§ Given request
Write out the entries from the line containing "Phrase -- wet rock" through the end of the entries, inclusive, copying each line exactly.

§ Entries
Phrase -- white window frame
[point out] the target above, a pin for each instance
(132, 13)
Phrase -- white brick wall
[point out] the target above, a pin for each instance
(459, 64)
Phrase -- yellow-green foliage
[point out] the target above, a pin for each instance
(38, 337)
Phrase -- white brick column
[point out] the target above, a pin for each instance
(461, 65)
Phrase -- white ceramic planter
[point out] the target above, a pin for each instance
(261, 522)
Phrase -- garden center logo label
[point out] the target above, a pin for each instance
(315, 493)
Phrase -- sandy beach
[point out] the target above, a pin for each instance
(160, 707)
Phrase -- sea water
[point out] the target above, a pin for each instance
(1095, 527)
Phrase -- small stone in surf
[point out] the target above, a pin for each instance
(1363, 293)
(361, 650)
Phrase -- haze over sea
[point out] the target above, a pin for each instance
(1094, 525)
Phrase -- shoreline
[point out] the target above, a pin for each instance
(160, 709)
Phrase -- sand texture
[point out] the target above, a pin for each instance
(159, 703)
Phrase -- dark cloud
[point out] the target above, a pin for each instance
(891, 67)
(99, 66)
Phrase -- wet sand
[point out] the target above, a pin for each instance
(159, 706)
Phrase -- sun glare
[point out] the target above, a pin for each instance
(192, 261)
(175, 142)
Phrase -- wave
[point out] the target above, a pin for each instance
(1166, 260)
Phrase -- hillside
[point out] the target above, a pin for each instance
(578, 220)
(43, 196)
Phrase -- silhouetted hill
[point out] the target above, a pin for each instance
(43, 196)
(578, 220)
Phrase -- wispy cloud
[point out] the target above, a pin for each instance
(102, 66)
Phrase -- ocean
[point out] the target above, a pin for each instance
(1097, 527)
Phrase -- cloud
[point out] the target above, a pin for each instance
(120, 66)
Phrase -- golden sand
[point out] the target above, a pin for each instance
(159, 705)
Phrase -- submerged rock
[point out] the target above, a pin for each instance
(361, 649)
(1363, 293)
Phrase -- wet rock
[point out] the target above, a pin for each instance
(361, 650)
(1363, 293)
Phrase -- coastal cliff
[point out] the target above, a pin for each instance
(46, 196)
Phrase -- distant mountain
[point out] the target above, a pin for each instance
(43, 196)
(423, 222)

§ The completed task
Phrase -- wet rock
[point out] the target above, a pin for each instance
(361, 650)
(1363, 293)
Phrase -- coastal cliff
[point out] the target above, a pin for each instance
(46, 196)
Phrase -- distant mountain
[point out] the target above, a pin for each instance
(43, 196)
(423, 222)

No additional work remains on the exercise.